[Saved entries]
::::::

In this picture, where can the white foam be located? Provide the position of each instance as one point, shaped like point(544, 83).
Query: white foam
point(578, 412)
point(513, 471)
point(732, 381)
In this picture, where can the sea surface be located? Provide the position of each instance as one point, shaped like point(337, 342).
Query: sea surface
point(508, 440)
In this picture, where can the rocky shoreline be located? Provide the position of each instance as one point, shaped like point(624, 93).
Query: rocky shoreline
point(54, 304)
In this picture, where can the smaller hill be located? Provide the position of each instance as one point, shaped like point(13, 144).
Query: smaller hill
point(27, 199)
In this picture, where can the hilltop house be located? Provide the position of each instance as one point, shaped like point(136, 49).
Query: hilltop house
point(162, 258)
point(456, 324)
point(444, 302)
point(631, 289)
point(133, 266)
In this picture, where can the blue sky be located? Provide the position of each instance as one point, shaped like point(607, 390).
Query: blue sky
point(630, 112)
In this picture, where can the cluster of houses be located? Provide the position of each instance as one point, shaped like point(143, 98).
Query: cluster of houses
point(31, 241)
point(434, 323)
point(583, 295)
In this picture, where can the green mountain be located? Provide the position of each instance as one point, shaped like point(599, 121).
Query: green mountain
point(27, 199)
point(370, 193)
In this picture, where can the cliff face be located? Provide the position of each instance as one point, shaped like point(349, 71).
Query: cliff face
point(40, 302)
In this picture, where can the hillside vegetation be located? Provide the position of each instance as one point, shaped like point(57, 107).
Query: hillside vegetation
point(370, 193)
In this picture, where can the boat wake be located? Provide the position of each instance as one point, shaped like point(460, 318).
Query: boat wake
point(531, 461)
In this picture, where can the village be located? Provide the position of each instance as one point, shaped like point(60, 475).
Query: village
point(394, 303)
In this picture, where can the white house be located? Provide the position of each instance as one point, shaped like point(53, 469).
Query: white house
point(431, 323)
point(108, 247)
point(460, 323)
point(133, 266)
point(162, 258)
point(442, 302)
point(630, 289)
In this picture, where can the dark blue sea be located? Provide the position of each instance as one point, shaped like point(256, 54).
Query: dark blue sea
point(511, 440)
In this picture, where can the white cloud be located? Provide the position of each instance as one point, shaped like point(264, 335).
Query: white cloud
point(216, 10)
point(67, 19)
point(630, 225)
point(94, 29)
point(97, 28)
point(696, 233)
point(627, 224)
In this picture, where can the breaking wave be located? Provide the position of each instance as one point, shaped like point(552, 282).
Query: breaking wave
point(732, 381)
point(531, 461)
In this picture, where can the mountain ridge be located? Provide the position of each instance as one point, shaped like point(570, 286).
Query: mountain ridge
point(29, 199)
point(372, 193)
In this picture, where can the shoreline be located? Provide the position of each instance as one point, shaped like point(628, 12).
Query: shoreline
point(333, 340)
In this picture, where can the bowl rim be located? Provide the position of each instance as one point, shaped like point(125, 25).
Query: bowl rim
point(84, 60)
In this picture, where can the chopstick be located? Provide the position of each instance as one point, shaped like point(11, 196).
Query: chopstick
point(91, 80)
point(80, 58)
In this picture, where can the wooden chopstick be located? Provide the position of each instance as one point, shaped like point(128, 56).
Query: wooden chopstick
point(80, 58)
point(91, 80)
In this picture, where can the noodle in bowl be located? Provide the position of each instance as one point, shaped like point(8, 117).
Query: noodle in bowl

::::::

Requirement — Starting from the line containing "In this picture, where can the noodle" and ending with the final line of the data, reproduce each line exactly as it appears, including no other lines.

Answer box —
In this picture, where can the noodle in bowl be located? Provide the position of each instance as one point, shaped like point(8, 117).
Query: noodle in bowl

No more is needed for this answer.